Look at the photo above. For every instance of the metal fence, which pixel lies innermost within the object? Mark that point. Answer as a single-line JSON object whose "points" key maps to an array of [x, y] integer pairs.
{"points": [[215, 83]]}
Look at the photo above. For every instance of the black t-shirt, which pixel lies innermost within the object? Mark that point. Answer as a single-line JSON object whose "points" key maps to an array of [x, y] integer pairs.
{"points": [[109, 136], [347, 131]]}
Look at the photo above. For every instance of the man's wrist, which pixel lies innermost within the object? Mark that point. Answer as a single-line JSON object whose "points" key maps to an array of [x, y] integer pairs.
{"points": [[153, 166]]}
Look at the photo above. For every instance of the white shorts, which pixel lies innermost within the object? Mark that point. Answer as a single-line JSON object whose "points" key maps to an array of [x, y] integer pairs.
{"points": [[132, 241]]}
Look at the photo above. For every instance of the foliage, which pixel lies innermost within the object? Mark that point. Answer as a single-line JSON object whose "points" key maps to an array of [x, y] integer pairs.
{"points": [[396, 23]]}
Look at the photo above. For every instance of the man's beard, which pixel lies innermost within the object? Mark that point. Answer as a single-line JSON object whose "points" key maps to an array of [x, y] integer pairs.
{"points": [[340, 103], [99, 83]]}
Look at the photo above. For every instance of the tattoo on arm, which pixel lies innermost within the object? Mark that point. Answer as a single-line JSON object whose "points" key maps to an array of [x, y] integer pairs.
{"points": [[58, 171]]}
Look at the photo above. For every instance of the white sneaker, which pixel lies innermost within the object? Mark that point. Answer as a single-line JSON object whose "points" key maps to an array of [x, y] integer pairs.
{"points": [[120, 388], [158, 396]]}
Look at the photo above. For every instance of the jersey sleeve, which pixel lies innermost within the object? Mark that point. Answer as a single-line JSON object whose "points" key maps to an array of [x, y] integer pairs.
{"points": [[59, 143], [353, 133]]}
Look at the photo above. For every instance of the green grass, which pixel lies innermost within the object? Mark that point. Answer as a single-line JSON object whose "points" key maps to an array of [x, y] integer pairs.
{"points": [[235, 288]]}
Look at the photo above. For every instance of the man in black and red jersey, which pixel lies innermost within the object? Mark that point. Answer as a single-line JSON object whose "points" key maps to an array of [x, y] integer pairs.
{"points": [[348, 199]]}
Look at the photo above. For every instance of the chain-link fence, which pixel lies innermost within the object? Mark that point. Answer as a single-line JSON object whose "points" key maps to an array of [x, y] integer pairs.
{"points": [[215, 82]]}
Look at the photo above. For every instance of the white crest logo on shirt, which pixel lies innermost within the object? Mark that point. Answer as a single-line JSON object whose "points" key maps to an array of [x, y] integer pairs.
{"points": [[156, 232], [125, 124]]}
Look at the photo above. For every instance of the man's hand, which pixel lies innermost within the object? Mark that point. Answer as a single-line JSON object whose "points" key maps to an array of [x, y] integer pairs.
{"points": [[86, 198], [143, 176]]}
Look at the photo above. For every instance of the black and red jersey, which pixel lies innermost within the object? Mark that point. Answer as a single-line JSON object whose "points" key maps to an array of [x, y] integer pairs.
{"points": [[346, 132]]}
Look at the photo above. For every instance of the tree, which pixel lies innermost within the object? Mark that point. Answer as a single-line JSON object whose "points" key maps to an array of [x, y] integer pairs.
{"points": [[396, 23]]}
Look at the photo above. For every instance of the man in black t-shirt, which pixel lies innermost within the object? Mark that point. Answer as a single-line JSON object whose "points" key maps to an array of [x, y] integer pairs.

Brief ▸
Beginning with the first line and ending with the last, copy the material above exactly.

Final answer ▸
Look at the photo above. For every instance of the metal fence, which pixel lies innermost within the object? Mark that point. Answer as a single-line JSON object whose "points" key maps to an array of [x, y] integer pairs.
{"points": [[215, 83]]}
Look at the photo above. For every instance of the black t-shirt, which pixel lies innermost within the object? Mark that point. Answer as a single-line JSON object whose "points" key maps to an array of [x, y] integer pairs.
{"points": [[109, 136], [347, 131]]}
Look at the photo above. For every instance of the man's wrist, which pixel lies innermost within the object? Mark that point. Answer as a single-line JSON object whose "points" key maps to an array of [x, y] integer pairs.
{"points": [[153, 166]]}
Look at the photo above. For every instance of the white shorts, which pixel lies innermost within the object? Mark that point. Answer as a single-line JSON object whose "points" key maps to an array of [x, y] integer pairs.
{"points": [[132, 241]]}
Look at the photo above. For every instance of the foliage, which pixel lies innermost within the object? Mark that point. Answer as a single-line JSON object whose "points" key maps to an array of [x, y] integer pairs.
{"points": [[396, 23]]}
Look at the photo above. For every instance of the man's beard, which pixel lies innermost within the object? Mark that point. Answer as a single-line JSON object whose "points" key maps to an array of [x, y] integer pairs.
{"points": [[340, 103], [99, 83]]}
Look at the photo above. For every instance of the tattoo on arm, which pixel lies innermost within the object? Mark that point. Answer as a single-line JSON object whose "points" key maps to an array of [x, y] integer pairs.
{"points": [[58, 171]]}
Look at the photo above. For every instance of the white sneaker, which pixel lies innermost within the object? Mark that point. Answer as a single-line JSON object whose "points" key maps to an array of [x, y] integer pairs.
{"points": [[120, 388], [158, 396]]}
Look at the photo above. For every instance of the jersey sleeve, which pixel lies innermost within the object? Mark that point. Answer as a single-line JSON object whose "points" key maps to an array of [x, y] integer pairs.
{"points": [[59, 143], [353, 133]]}
Look at the photo above. For every instance of the green grass, which pixel lies innermost within the object? Mark that point. Answer as a single-line JSON object whose "points" key maps to an array of [x, y] integer pairs.
{"points": [[235, 288]]}
Look at the photo above. For every instance of the man in black and red jersey, which pixel lies innermost within the object? Mark that point. Answer as a single-line JSON object whose "points" key maps to an array of [x, y] integer pairs.
{"points": [[348, 199]]}
Look at the photo above. For every instance of the chain-link fence, which pixel lies innermost within the object? Mark that point. Answer as a single-line JSON object whose "points" key maps to an array of [x, y] integer pairs.
{"points": [[215, 82]]}
Look at the photo above. For every instance of the white crest logo on shirt, which pixel lies innermost within the object? Mark that point. Answer as a single-line JSON object whose "points" key maps to an array of [x, y] integer pairs.
{"points": [[156, 232], [125, 124]]}
Look at the photo above. For every instance of the man's hand, which pixel lies innermost within the object? Mark that point. Answer as a single-line JSON object whose "points" key maps to an array of [x, y] integer pairs.
{"points": [[86, 198], [143, 176]]}
Look at the photo above. For every instance of the black and red jersey, which pixel lies innermost within the object? Mark that point. Answer as a single-line JSON object whose "points" key maps to an array of [x, y] integer pairs.
{"points": [[346, 132]]}
Look at the photo above. For every instance of the tree, which pixel lies innermost within the object? Mark that point. Answer as a single-line JSON object whose "points" key maps to an array of [x, y] integer pairs.
{"points": [[396, 23]]}
Look at the photo above. For every instance of the man in black t-shirt, which pixel lies innermost within the object? Mark that point. Answer as a single-line JSON object whose "points" key maps to an array of [x, y] integer pairs.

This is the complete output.